▶ PROBLEM DESCRIPTION:
Please print every row below word for word, leaving out the pictures.

****************

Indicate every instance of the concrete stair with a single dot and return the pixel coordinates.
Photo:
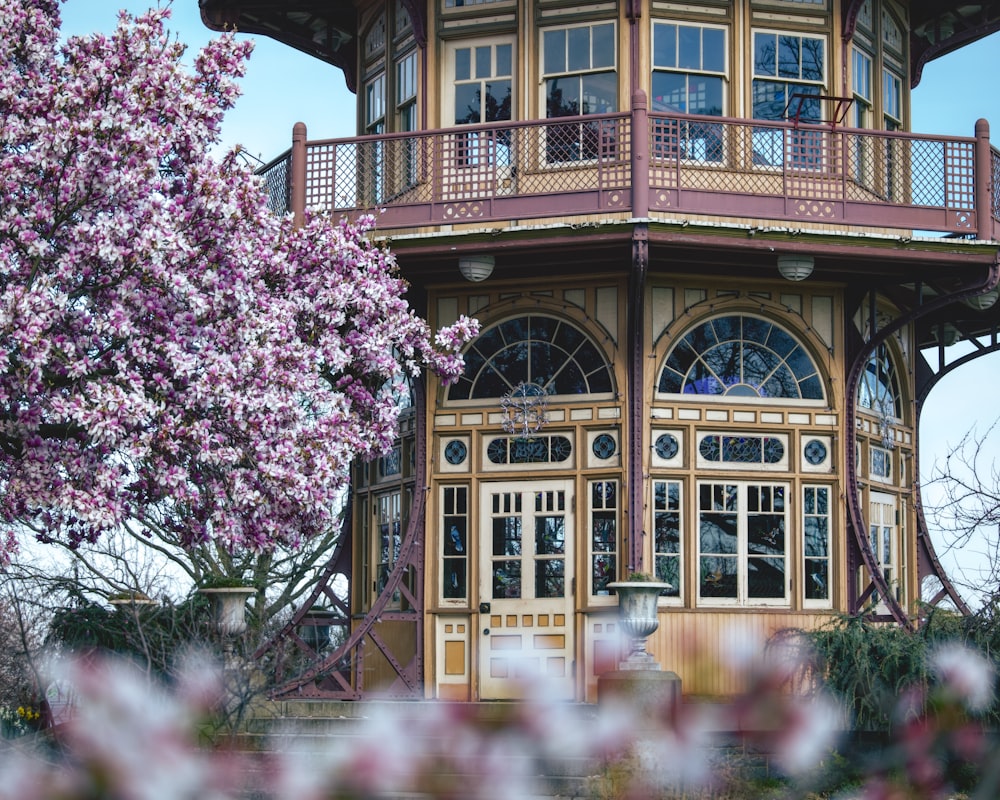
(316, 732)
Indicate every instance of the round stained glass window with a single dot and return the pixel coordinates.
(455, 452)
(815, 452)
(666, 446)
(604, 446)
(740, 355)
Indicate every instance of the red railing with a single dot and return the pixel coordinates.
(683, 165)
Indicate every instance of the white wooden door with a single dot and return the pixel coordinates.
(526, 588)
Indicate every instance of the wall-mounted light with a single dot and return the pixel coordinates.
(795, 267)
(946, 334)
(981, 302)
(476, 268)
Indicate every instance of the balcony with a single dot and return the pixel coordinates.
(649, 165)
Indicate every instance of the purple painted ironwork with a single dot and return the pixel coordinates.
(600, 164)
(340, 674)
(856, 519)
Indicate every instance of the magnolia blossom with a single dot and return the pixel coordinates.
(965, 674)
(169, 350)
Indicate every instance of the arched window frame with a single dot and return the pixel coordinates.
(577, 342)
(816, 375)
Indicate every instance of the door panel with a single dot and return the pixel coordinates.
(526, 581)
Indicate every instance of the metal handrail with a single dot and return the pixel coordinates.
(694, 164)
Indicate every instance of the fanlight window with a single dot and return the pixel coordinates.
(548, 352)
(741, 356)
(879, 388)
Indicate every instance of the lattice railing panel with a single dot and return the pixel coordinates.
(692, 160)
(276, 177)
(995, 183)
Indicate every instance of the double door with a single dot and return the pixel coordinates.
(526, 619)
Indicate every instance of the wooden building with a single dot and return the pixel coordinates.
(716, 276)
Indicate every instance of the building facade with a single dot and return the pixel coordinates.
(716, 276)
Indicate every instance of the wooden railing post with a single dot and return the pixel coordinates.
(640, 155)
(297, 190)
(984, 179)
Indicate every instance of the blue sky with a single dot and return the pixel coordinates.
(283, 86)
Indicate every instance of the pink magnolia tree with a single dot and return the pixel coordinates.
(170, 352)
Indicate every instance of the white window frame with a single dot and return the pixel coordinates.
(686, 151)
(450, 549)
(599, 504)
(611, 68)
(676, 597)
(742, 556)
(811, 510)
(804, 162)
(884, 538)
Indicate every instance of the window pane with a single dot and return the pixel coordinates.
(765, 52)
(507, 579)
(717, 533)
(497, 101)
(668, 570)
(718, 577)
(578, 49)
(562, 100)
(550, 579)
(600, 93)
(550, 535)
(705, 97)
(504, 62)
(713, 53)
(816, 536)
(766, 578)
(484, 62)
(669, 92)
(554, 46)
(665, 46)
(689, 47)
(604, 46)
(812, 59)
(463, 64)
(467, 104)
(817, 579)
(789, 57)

****************

▶ THE RESULT:
Indicate every instance of the concrete stair with a single dot and return the pixel coordinates.
Photo:
(316, 732)
Indicate every instance of the round stained glass window with a single dot and return the pixel coordinates.
(455, 452)
(815, 452)
(666, 446)
(604, 446)
(740, 355)
Indicate every instance of the red railing with a single dot and return the pixel coordinates.
(683, 165)
Indicate every instance of the white wooden door with a single dot and return the pixel coordinates.
(526, 588)
Indicate every instance of the wall-mounted light with a single dot and return the pixel coordinates.
(795, 267)
(946, 334)
(981, 302)
(476, 268)
Indicate every instance of the balcony with a single dot and return the pixel coordinates.
(649, 165)
Indicate every instance of the purple painted ironwork with a single dot and return the pixel coordinates.
(600, 164)
(340, 674)
(856, 519)
Indicate every instance of the magnolia blossom with a single dot and return the pixel coordinates.
(965, 674)
(169, 350)
Indicate every instance of the arched window frame with a single dot and return the pixel coordinates.
(577, 342)
(816, 375)
Indicate every instance of the door panel with a single dot and return the pixel coordinates.
(526, 581)
Indicate every instance of the metal handrail with a single dot and return the pixel coordinates.
(694, 164)
Indicate every instance of the fanlight window with a single dot and return the pixel coordinates.
(548, 352)
(741, 356)
(879, 388)
Indicate every instance of the lattice railing panel with a single dot and return the pixel coordinates.
(692, 160)
(276, 177)
(995, 183)
Indicate every instance of the double door with a single dot and return the pixel coordinates.
(526, 619)
Indicate every instance of the wooden building with a single dot and return the pixel coordinates.
(716, 276)
Indicate every instance of the building facade with a single dot and return the pixel coordinates.
(716, 276)
Indicate every instance of the wooden railing post with a single dot and return the pixel coordinates.
(640, 155)
(297, 190)
(984, 179)
Indicate every instance of the blue sky with a single dot and return the pixel coordinates.
(283, 86)
Indicate every instance of the pink magnolia tree with a single dot and return the pixel coordinates.
(170, 352)
Indicate every instance of the white window frame with a single dot and return the pixel coordinates.
(686, 151)
(450, 549)
(599, 504)
(611, 68)
(676, 597)
(742, 556)
(811, 510)
(804, 162)
(884, 538)
Indicate every instance of the window pane with a single dot and return the pixel coordinates.
(765, 52)
(507, 579)
(717, 533)
(497, 101)
(668, 570)
(718, 577)
(578, 49)
(562, 100)
(550, 579)
(600, 93)
(550, 535)
(705, 97)
(504, 62)
(713, 53)
(816, 536)
(766, 578)
(484, 62)
(669, 92)
(554, 46)
(665, 46)
(689, 47)
(604, 46)
(812, 59)
(463, 64)
(467, 104)
(817, 579)
(789, 57)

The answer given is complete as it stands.